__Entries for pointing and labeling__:
+--
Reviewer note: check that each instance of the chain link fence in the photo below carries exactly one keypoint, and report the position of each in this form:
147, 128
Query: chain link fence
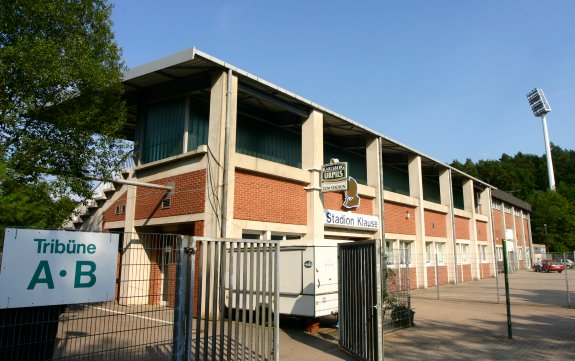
483, 281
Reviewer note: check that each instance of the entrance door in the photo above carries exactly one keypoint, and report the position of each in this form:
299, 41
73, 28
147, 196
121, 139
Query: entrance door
360, 314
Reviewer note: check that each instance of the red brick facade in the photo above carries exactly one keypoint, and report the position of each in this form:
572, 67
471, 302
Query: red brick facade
396, 221
485, 270
435, 224
442, 278
526, 232
188, 196
461, 228
465, 272
260, 198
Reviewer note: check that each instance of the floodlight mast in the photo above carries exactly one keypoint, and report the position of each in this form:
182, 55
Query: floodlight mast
540, 108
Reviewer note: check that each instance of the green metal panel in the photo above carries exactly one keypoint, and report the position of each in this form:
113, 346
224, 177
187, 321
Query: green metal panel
395, 180
356, 163
163, 134
431, 190
266, 141
198, 123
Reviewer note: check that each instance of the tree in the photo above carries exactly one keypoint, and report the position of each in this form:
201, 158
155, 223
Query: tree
553, 221
31, 205
61, 105
553, 213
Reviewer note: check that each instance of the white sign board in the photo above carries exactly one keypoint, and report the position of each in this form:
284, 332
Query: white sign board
350, 220
41, 267
334, 177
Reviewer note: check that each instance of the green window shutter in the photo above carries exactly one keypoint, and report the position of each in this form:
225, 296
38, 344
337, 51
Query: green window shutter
356, 163
458, 198
395, 180
265, 141
164, 129
431, 191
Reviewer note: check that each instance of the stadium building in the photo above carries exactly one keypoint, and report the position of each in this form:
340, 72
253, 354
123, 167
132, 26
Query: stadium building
235, 156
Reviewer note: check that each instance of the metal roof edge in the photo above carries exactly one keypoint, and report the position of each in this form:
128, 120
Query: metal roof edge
511, 199
159, 64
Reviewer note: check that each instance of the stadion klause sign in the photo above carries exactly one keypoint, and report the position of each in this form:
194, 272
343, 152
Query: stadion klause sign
334, 177
45, 267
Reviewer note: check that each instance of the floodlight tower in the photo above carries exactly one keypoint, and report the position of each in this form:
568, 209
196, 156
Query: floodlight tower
540, 108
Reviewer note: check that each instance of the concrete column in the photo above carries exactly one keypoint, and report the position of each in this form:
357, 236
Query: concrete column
216, 138
372, 155
446, 191
230, 172
469, 197
416, 191
485, 204
312, 160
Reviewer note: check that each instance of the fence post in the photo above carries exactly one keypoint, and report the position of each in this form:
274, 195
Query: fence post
+--
__WHAT IS REQUIRED__: Repeat all the rows above word for word, but leave the pictures out.

__WRITTEN RESPONSE__:
Reviewer note: check that each instance of the chain link fence in the photo below carries exactly one keypoint, and report the position of each in this form:
147, 128
Query: chain link fence
483, 281
Reviewer note: check that each instance of the entrance door in the photo above carries exactly one keypoint, and report the position of each in this form:
299, 41
73, 28
147, 196
121, 139
Query: entrance door
360, 314
Reviewer note: check that each instance of the red brick facade in the photo above carries exactly one keypoint, and report the position of each in this form:
572, 67
471, 302
Query: red brick facade
396, 221
485, 270
435, 224
442, 278
526, 232
188, 196
461, 228
465, 272
260, 198
Reviewer note: check that each instance of the floodlight mast in the photo above carries exactly one keypoint, and report the position of each in this form:
182, 55
Query: floodlight mast
540, 108
Reviewer note: check that each instance of the green metal panel in the photo above carries exactly one keypoint, and report the position of each in this form:
113, 346
224, 177
187, 321
Query: green metal panel
395, 180
356, 163
163, 134
431, 190
266, 141
198, 123
Reviewer note: check that each instance of the tree in the photo above carries exactly one keypoint, and report the position of each in this form:
201, 158
155, 223
Query: tree
553, 221
31, 205
61, 105
553, 213
Reviewer note: check that each instance of the white sign board in the photo above carries exactly one keypoint, and report the position of each in this form:
284, 332
Query: white sign board
350, 220
41, 267
334, 177
Reviewer note: check that each instance of the green window shutter in the photo above carries exactly one keypoint, and report the position of each in this form:
225, 296
38, 344
337, 51
Query: green window shutter
356, 163
458, 198
395, 180
265, 141
164, 129
431, 191
Reviewer note: check that each instance of the stadium building in the photo above carries exactly one keypoint, and report the position of each in this form:
340, 72
253, 354
123, 167
132, 26
Query: stadium building
235, 156
Reviewer note: check that each instance of the metal roof edge in the photo above carries exactly one keypoint, and report the position of each in this form:
128, 120
Query: metal roof edge
511, 199
159, 64
Reviewer note: check that each instance of the stadion klause sign in the photo above carries exactly one keypoint, and report the position of each in this form:
194, 272
343, 152
Query: stadion klause sign
334, 177
45, 267
Reviewer note: check that each instance of the floodlight tower in the photo above carries exactly one keypoint, and report the position of each in this form:
568, 209
196, 156
Query: floodlight tower
540, 108
Reviewer note: check that each instance of the concrete column in the photo above carries exactly one keypoint, and report the position of each in this form:
357, 236
Query: concrete column
216, 138
372, 155
446, 191
230, 172
469, 197
416, 191
485, 204
312, 160
Reviewer note: check that each instance of the fence post in the photo above carries exactly one keypoint, and report the position of each in this form:
274, 195
Query: fence post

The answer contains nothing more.